(Entries from a point annotation set)
━━━━

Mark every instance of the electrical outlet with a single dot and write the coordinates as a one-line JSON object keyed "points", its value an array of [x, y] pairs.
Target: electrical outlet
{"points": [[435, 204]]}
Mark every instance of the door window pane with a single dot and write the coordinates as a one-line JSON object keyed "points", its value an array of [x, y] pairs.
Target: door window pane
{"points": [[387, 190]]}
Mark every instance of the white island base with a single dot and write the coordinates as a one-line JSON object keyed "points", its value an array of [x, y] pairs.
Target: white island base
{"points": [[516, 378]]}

━━━━

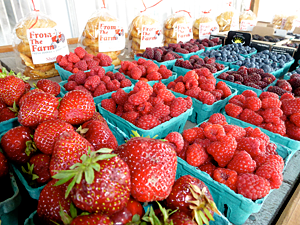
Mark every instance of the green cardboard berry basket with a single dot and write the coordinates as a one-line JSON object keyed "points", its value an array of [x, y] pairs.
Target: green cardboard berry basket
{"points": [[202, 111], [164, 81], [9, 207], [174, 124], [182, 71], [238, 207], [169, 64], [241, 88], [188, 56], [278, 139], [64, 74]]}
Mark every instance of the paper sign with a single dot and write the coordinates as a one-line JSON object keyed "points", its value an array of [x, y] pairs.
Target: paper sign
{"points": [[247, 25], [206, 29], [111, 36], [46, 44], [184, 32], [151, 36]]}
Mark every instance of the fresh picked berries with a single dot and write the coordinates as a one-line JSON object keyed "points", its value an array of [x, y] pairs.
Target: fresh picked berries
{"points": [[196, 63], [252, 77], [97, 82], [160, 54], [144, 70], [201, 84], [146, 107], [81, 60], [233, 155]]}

━━━━

▶ **DESCRIPTION OF THE TASK**: Gather every line of the rows above that contains the string "picked", copying each one in full. Treat the match as case-sensitive.

▶ **COMPLETED EXERCISE**:
Mark every instance of the fresh picked berries with a single dot and write the coordinates as a one-line JSON object keyed "points", its value an array of [x, y] pairs.
Target: fresh picked berries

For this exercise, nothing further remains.